-------- DATA FOR REVIEW

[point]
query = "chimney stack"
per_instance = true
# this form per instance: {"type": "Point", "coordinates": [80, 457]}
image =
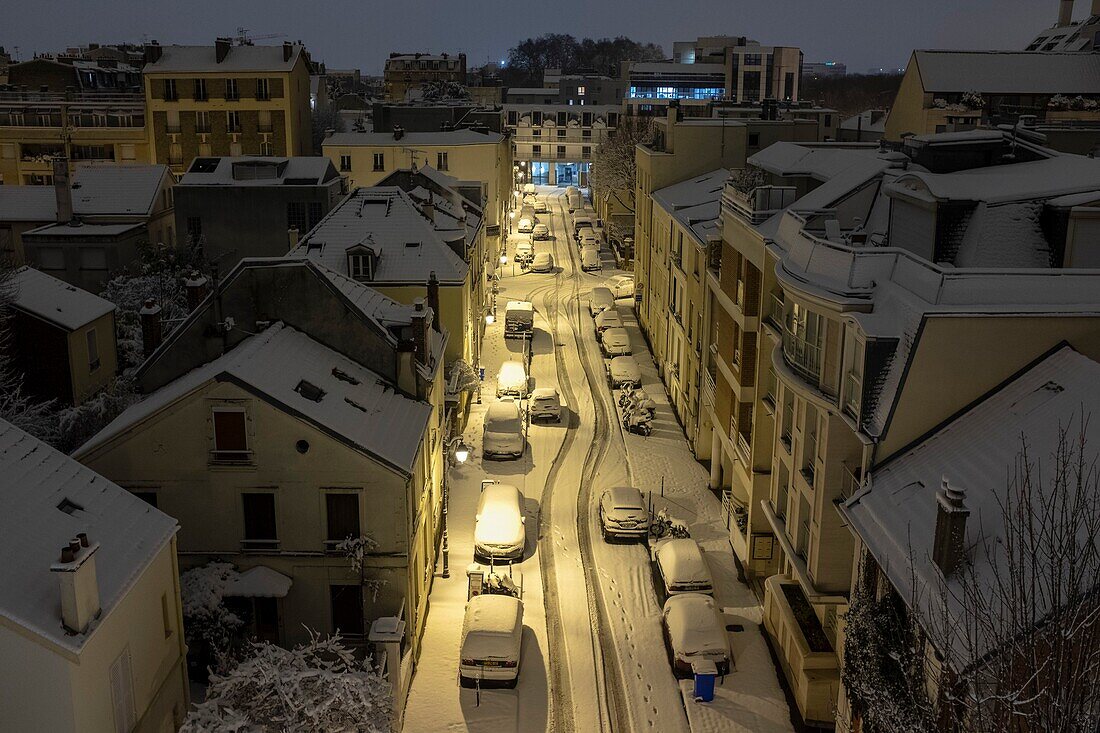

----------------

> EXERCISE
Repeat the entries exactly. Any picture is to be left out.

> OUTPUT
[point]
query = "chimney stack"
per_instance = true
# this form per instance: {"type": "Point", "coordinates": [80, 457]}
image =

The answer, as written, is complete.